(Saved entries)

# # #

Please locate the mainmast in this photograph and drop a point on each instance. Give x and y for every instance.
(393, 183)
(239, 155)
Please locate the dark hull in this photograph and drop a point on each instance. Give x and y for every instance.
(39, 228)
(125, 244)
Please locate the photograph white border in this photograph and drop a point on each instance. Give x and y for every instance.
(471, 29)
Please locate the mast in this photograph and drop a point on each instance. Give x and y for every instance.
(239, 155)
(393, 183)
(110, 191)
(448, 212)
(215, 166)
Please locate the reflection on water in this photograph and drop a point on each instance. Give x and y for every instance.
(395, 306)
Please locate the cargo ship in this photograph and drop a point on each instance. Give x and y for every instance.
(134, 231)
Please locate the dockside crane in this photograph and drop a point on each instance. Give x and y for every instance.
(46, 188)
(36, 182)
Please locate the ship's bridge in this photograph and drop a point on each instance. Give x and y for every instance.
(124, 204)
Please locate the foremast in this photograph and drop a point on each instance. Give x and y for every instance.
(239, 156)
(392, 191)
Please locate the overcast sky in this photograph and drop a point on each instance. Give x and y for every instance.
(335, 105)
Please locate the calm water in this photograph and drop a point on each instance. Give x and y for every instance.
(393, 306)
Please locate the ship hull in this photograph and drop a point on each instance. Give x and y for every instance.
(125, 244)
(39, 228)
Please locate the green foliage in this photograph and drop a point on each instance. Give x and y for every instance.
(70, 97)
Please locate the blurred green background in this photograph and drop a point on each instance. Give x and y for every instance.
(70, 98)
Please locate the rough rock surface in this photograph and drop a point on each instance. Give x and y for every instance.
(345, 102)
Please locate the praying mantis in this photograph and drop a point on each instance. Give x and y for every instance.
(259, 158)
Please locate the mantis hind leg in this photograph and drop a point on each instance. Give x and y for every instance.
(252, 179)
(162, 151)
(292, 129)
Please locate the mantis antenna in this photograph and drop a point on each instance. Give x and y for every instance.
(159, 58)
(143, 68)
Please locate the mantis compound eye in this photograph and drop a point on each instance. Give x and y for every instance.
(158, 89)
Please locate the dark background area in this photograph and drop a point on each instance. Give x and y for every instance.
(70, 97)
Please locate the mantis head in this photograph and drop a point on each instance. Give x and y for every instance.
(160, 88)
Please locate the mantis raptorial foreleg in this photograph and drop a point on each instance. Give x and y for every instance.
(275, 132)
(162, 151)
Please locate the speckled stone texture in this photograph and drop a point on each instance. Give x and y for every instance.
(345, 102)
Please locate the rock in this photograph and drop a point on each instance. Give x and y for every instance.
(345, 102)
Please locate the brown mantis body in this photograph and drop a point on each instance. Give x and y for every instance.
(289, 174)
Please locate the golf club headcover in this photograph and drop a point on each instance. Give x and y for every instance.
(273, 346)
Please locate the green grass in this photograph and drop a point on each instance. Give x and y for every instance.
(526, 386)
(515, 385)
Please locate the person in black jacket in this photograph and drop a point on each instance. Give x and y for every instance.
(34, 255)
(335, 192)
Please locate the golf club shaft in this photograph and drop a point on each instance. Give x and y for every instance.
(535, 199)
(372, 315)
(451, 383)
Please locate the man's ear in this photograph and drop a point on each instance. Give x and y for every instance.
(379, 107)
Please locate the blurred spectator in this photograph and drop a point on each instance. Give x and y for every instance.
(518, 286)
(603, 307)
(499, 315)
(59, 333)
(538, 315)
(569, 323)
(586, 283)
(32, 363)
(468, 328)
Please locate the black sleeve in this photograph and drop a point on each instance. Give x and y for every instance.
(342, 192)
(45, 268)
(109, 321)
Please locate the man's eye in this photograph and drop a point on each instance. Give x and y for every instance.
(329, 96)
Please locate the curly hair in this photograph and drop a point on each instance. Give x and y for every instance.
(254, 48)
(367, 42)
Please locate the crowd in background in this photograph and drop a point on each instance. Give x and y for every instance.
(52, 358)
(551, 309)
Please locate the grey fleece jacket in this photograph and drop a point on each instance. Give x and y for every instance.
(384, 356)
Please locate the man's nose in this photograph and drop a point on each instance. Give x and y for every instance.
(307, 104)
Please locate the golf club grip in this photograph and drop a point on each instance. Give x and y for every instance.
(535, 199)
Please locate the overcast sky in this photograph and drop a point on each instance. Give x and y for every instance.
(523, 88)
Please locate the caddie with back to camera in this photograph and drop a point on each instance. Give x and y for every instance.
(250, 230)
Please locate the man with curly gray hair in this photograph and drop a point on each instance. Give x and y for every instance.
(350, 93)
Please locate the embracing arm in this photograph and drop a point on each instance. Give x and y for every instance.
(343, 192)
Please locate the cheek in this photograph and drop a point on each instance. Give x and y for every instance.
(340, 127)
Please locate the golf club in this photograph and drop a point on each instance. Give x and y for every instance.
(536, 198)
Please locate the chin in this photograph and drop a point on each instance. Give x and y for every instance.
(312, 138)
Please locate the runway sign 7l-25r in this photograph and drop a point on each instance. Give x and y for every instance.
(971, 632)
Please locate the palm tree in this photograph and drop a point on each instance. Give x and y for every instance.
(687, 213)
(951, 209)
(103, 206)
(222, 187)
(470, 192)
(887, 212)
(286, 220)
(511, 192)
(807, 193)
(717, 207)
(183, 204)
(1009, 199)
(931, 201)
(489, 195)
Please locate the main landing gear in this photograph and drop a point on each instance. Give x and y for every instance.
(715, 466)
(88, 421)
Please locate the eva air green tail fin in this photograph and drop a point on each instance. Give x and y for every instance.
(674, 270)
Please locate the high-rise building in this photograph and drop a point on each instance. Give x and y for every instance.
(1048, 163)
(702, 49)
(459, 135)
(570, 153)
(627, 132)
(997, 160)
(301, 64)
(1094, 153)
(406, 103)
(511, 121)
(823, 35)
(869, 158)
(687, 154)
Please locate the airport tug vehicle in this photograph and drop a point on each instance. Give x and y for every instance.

# # #

:: Assignment ::
Whatever appears in the records must be returned exactly.

:: Task answer ::
Please locate the mainmast in this photograph and drop a point on each instance. Give x and y for every instance.
(393, 183)
(239, 155)
Please locate the dark hull in this photograph and drop a point on each instance. Give x and y for every instance.
(39, 228)
(125, 244)
Please locate the photograph white border in this photograph and drop a point on each instance. Give x and y for every instance.
(471, 29)
Please locate the mast in this photograph and drop a point on each instance. Give x and y for every instance.
(239, 155)
(393, 183)
(110, 191)
(448, 212)
(215, 166)
Please locate the reflection on water in this photograph and drop a point on each instance. Give x and y for every instance.
(395, 306)
Please locate the cargo ship in this photograph and drop a point on each instance. Give x and y for every instance.
(134, 231)
Please locate the dockside crane in this photograph and drop a point on each instance. Give x and y for every instance.
(46, 188)
(36, 182)
Please locate the ship's bridge in this photograph and drop a point on each instance. Give x and y for every instance.
(124, 204)
Please locate the foremast in this photograph and drop a point on each instance. Give x and y for every instance.
(239, 156)
(392, 191)
Please locate the overcast sky in this photograph and drop a point on each instance. Give x and y for every instance.
(335, 105)
Please locate the calm water in this photograph and drop a point on each instance. Give x and y for every instance.
(393, 306)
Please locate the ship hull in this photograph and drop a point on each instance. Give x and y for every instance.
(125, 244)
(39, 228)
Please locate the green foliage in this photograph and drop a point on each instance. Give x and y for every instance.
(70, 97)
Please locate the blurred green background in this photograph and drop a point on each instance. Give x and y for every instance.
(70, 98)
Please locate the rough rock surface in this photograph and drop a point on each instance. Give x and y for every instance.
(345, 102)
Please locate the praying mantis in this photograph and drop a point on each instance. Give x and y for every instance.
(259, 158)
Please locate the mantis hind leg in this photograph and drop a point on each instance. Give x and y for every instance.
(252, 179)
(162, 151)
(292, 129)
Please locate the mantis antenna in this photograph and drop a point on each instance. Give x and y for every instance.
(159, 58)
(143, 68)
Please locate the mantis compound eye in this photograph and drop a point on each instance. Give x and y for every instance.
(158, 89)
Please locate the dark background area in this photograph and drop a point on each instance. Give x and y for every instance.
(70, 97)
Please locate the mantis head in this photograph and drop a point on each instance. Give x and y for every instance.
(160, 88)
Please locate the mantis raptorial foreleg in this photograph and drop a point on each instance. Give x and y for every instance.
(275, 132)
(162, 151)
Please locate the speckled stone texture in this photograph and drop a point on each instance. Give x and y for every instance.
(345, 102)
Please locate the rock in this photograph and drop a point on each instance. Give x and y for every instance.
(345, 102)
Please locate the brown mantis body in this photograph and drop a point on each instance. Give x and y for every instance.
(289, 174)
Please locate the golf club headcover in this photograph and drop a point on each instance. Give x and y for every instance.
(273, 346)
Please locate the green grass in this photograph and drop a point on each instance. Give x and y for every instance.
(526, 386)
(515, 385)
Please locate the person in black jacket in this photograph and drop a point on each instance. Give x and y for every instance.
(34, 255)
(335, 192)
Please locate the golf club shaft in this photograph and drop a point on each instance. Give x and y for every instance.
(535, 199)
(372, 315)
(451, 383)
Please locate the man's ear in this photograph and drop a point on each instance. Give x and y for every instance.
(379, 107)
Please locate the blurred spectator in this photograph and drop a point on each instance. Give x and y for every instance.
(518, 286)
(603, 307)
(499, 315)
(59, 333)
(538, 315)
(569, 323)
(586, 283)
(32, 363)
(468, 328)
Please locate the black sleeve in this photograph and drop a point on each instance. Give x and y for every instance.
(342, 192)
(45, 268)
(109, 321)
Please locate the man's eye in this photograph and drop a point on each instance. Give x and y for every instance.
(329, 96)
Please locate the curly hair in this photograph and drop a point on each instance. Give x and y for every instance.
(254, 48)
(367, 42)
Please locate the crowd in background in this photograph and drop a point on each instance. Give x and y for every instance.
(52, 358)
(551, 309)
Please locate the grey fleece jacket in this photograph and drop a point on each instance. Give x and y for every instance.
(384, 356)
Please locate the man's nose in this photograph and drop a point on each instance. Give x and y for every instance.
(307, 104)
Please locate the golf club grip in this photograph and drop a point on each instance. Give x and y for every instance.
(535, 199)
Please locate the overcast sky in this photograph and drop a point on each instance. Give x and y for every instance.
(523, 88)
Please locate the caddie with back to camera in this photograph and drop a point on each instance. Give x and y for every instance.
(250, 230)
Please locate the man with curly gray hair in this photograph and drop a point on each instance. Give x and y for every instance.
(350, 93)
Please locate the embracing arm in this photograph and drop a point on each instance. Give x and y for every instance.
(343, 192)
Please locate the cheek in this photograph and drop a point on each instance. Give x and y for every instance.
(340, 127)
Please locate the golf club in this photograph and drop a point on each instance. Give x and y for every instance.
(536, 198)
Please locate the chin in this photograph and drop a point on each instance. Give x and y for every instance.
(312, 138)
Please locate the runway sign 7l-25r in this photograph and drop a point on each instance. Give x and y for every instance.
(971, 632)
Please locate the palm tree in this photograph and drop a point on each instance. Give x and y for every instance.
(687, 213)
(951, 209)
(103, 206)
(222, 187)
(470, 192)
(887, 212)
(286, 220)
(511, 192)
(807, 193)
(717, 207)
(183, 204)
(1009, 199)
(931, 201)
(489, 195)
Please locate the main landing gear in this photograph and drop a point on each instance. Give x and y for every instance.
(715, 466)
(88, 421)
Please locate the eva air green tail fin in this photograph and drop a point on each instance. Give x and y for every instance.
(674, 270)
Please locate the high-rise building in this photograph and drop a point on each instance. Give x and y for every instance.
(1048, 163)
(702, 49)
(459, 135)
(570, 153)
(627, 132)
(997, 160)
(301, 64)
(1094, 153)
(406, 103)
(511, 121)
(823, 35)
(869, 158)
(687, 154)
Please locate the airport tug vehicle in this photograph and drop a point on each instance. Give x and y for every instance.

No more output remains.